Practical RDF

Preface

The Resource Description Framework (RDF) offers developers a powerful toolkit for making statements and connecting those statements to derive meaning. The World Wide Web Consortium (W3C) has been developing RDF as a key component of its vision for a Semantic Web, but RDF’s capabilities fit well in many different computing contexts. RDF offers a different, and in some ways more powerful, framework for data representation than XML or relational databases, while remaining far more generic than object structures.

RDF’s foundations are built on a very simple model, but the basic logic can support large-scale information management and processing in a variety of different contexts. The assertions in different RDF files can be combined, providing far more information together than they contain separately. RDF supports flexible and powerful query structures, and developers have created a wide variety of tools for working with RDF.

While RDF is commonly described as an arcane tool for working with an enormous volume of complex information, organized with ontologies and other formal models, it also has tremendous value for smaller, more informal projects. I learned about RDF, specifically RDF/XML, when I started working with Mozilla back in the early days of development for this project. At the time, the Mozilla team was using RDF as a way of defining the XML used to provide the data for dynamic tables of contents (TOC) in the application framework. This included providing the data for the favorites, the sidebar, and so on.

I created a tutorial about developing applications using the Mozilla components as part of a presentation I was giving at an XML-related conference. Unfortunately, every time a new release of Mozilla was issued, my tutorial would break. The primary reason was the RDF/XML supported by the application; it kept changing to keep up with the changes currently underway with the RDF specification itself. At that point I went to the RDF specifications, managed to read my way through the first specification document (the RDF Model and Syntax Specification), and have been following along with the changes related to RDF ever since.

RECORDS SUPPLIED
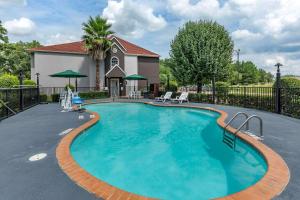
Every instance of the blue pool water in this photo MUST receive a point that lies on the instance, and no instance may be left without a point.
(167, 153)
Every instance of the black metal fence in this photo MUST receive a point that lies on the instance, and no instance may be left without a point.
(262, 98)
(17, 100)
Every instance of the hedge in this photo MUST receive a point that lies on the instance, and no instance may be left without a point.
(93, 95)
(43, 98)
(8, 81)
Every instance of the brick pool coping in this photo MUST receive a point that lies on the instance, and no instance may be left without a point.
(272, 183)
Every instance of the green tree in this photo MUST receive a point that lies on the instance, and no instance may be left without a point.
(15, 57)
(199, 51)
(167, 80)
(8, 81)
(96, 32)
(3, 34)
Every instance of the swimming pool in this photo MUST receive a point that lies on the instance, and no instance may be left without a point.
(167, 153)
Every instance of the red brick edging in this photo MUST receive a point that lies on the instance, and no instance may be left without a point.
(271, 185)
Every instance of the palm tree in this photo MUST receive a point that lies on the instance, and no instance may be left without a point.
(3, 34)
(96, 32)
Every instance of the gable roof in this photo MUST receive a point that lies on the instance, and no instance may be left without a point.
(78, 48)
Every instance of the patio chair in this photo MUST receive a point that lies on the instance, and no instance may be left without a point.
(182, 98)
(62, 96)
(164, 98)
(131, 95)
(138, 94)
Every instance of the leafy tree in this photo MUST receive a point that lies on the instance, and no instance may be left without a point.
(3, 34)
(29, 82)
(289, 82)
(199, 51)
(167, 80)
(8, 81)
(96, 32)
(15, 57)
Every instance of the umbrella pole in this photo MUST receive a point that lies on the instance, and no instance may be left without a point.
(76, 84)
(147, 86)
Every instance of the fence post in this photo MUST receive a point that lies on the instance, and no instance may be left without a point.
(6, 100)
(214, 89)
(278, 89)
(21, 76)
(38, 86)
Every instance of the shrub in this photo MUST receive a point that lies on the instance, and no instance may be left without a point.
(29, 82)
(8, 81)
(93, 95)
(70, 86)
(222, 84)
(43, 98)
(55, 97)
(289, 82)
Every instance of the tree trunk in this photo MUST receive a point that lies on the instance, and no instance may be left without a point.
(97, 75)
(199, 86)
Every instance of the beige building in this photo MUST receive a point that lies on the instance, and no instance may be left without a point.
(123, 59)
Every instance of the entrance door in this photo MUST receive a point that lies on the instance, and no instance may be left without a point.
(114, 87)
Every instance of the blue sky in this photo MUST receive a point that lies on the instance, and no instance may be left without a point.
(266, 31)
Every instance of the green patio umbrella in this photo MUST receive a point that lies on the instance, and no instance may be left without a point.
(68, 74)
(136, 77)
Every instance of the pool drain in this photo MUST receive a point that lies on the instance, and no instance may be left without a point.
(37, 157)
(66, 131)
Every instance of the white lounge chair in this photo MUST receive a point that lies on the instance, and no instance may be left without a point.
(182, 98)
(131, 95)
(164, 98)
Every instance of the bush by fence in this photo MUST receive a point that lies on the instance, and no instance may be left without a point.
(93, 95)
(262, 98)
(17, 99)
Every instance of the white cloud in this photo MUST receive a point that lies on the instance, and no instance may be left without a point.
(266, 31)
(12, 2)
(132, 18)
(59, 38)
(245, 34)
(22, 26)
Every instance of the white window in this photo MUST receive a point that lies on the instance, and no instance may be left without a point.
(114, 61)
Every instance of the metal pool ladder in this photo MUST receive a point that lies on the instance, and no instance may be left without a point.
(230, 138)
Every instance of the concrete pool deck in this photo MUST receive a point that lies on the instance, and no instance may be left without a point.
(37, 131)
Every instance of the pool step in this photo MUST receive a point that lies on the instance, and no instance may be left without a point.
(229, 140)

GOAL 1
In the RDF preface, reproduce the passage starting with "RDF’s foundations are" and going on through "working with RDF.", switching "developers" to "programmers".
GOAL 2
Display each line of the records that contains the word "fence".
The RDF preface and the records have nothing to do with each other.

TASK RESPONSE 1
RDF’s foundations are built on a very simple model, but the basic logic can support large-scale information management and processing in a variety of different contexts. The assertions in different RDF files can be combined, providing far more information together than they contain separately. RDF supports flexible and powerful query structures, and programmers have created a wide variety of tools for working with RDF.

TASK RESPONSE 2
Every instance of the black metal fence in this photo MUST receive a point that lies on the instance, and no instance may be left without a point.
Every instance of the fence post in this photo MUST receive a point that lies on the instance, and no instance may be left without a point.
Every instance of the bush by fence in this photo MUST receive a point that lies on the instance, and no instance may be left without a point.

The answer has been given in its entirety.